• Page:
Mayor Tom Henry has sent a letter to Fort Wayne City Council members saying he won't sign the campaign finance ordinance council passed recently because of concerns about its legality. Saying he supports their intent, Henry asked council members to rework the ordinance to make it legal. (News-Sentinel.com file photo)

Mayor Tom Henry has sent a letter to Fort Wayne City Council members saying he won't sign the campaign finance ordinance council passed recently because of concerns about its legality. Saying he supports their intent, Henry asked council members to rework the ordinance to make it legal. (News-Sentinel.com file photo)

While he agrees campaign finance rules need to be addressed, Mayor Tom Henry sent a letter to Fort Wayne City Council members Thursday saying he is declining to sign their recently passed campaign finance ordinance because he believes it violates state and federal law.

“However, since I do agree something needs to be done to make the campaign donation process more transparent, I would prefer to return the ordinance to you, unsigned, for further discussion, debate and modification,” Henry said in a copy of the letter provided to news media.

“Therefore, I am formally requesting you revisit the ordinance, make the appropriate adjustments and return the proposed statute to me for further examination,” the letter said. “Again, I support the intent but struggle with the legality and enforcement components of the ordinance.”

In a 6-2 vote, City Council gave final approval Nov. 28 to ordinance G-17-11-12, which would allow firms doing business with the city to donate no more than $2,000 to any one candidate.

In his letter, Henry said the ordinance “seems to be flawed in several specific areas”:

“It sets campaign finance limits as a condition for contracting eligibility that do not exist in state law.”

“It sets contribution limits for contract eligibility on business entities that state law does not limit.”

• The request: Continue the article on Mayor Henry's letter about the campaign finance ordinance from the point where it stops.

• Listed entries:
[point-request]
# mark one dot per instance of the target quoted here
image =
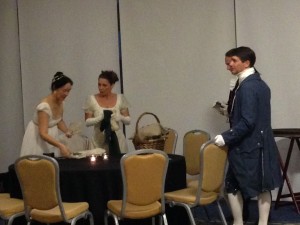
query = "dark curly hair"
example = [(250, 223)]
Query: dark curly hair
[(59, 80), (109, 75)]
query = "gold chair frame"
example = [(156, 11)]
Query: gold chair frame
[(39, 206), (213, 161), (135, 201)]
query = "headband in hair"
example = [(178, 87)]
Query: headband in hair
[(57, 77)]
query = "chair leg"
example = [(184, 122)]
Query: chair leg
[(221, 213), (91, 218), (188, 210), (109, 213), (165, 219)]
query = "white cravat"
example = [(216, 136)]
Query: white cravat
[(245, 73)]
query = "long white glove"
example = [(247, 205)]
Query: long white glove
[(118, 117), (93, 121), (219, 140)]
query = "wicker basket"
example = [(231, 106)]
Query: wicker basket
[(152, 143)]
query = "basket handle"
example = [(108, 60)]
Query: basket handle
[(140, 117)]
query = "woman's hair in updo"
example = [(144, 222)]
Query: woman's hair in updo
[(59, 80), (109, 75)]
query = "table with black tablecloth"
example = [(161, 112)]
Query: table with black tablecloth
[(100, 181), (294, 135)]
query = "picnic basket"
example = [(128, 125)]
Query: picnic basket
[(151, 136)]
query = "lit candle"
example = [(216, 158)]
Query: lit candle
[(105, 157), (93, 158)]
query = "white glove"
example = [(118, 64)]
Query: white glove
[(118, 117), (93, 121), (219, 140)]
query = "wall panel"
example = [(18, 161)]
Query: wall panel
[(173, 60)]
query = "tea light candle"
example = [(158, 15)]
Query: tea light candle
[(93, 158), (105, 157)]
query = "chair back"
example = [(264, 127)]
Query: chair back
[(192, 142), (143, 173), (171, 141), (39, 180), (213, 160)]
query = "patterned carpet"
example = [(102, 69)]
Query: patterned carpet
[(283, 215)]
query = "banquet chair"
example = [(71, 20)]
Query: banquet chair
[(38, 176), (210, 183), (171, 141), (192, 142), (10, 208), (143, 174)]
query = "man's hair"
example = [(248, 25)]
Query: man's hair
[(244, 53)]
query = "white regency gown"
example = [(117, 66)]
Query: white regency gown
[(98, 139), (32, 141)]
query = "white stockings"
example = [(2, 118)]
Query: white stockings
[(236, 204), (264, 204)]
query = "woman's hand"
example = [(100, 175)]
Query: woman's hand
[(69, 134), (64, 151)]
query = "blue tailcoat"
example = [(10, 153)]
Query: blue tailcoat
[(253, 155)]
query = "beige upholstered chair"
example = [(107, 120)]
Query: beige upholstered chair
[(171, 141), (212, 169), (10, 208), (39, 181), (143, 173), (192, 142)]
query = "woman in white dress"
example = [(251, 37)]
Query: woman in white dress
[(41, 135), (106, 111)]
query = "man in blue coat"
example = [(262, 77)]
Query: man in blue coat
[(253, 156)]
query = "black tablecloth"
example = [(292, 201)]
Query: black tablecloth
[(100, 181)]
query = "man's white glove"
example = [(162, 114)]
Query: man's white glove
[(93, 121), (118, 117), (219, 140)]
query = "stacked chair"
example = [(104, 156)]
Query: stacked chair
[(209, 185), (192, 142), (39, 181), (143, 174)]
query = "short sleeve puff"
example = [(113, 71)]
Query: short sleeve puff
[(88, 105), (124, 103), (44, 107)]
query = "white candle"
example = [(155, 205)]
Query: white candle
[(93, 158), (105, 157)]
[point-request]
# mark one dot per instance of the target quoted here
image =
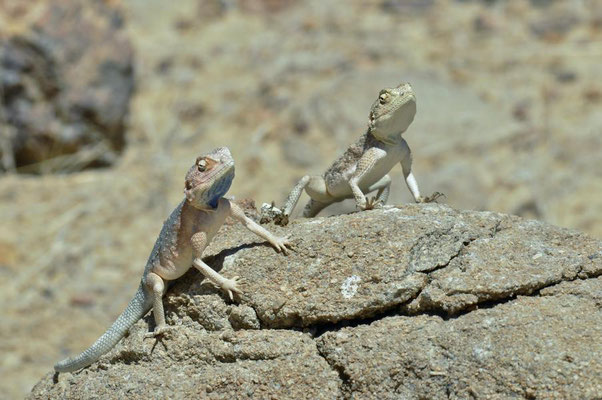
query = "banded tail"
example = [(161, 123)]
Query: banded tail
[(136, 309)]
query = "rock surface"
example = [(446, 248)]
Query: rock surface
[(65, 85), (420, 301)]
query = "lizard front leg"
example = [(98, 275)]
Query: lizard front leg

• Expected output:
“It restricts campaign finance activities in ways state law does not.”

“It imposes campaign finance reporting requirements inconsistent with state law.”

“It is a violation of the free speech and association rights of candidates and donors, especially for spouses and children of business owners who are not themselves seeking office.”

With the letter, Henry said he included for council members the legal opinions on the ordinance from four leading law firms in Indiana, which all found problems with it.

“One of my biggest concerns is that, at a minimum, the ordinance could be challenged in court for a determination that the city exceeded its authority under both the state Home Rule Act and the U.S. Constitution,” Henry said in the letter.

A legal challenge could force the city to pay for its own defense, and possibly pay damages and attorney’s fees to the person or organization filing the lawsuit if the city lost the case in federal court, the letter said.

By returning the ordinance unsigned, Henry said he activated a “veto by operation of law,” so city council members now must decide whether to rework the ordinance or to override the veto and risk legal action against the city.

If council member want to rework the ordinance, Henry said in the letter that his administration is ready to work with them to ensure the reworked ordinance complies with state and federal law.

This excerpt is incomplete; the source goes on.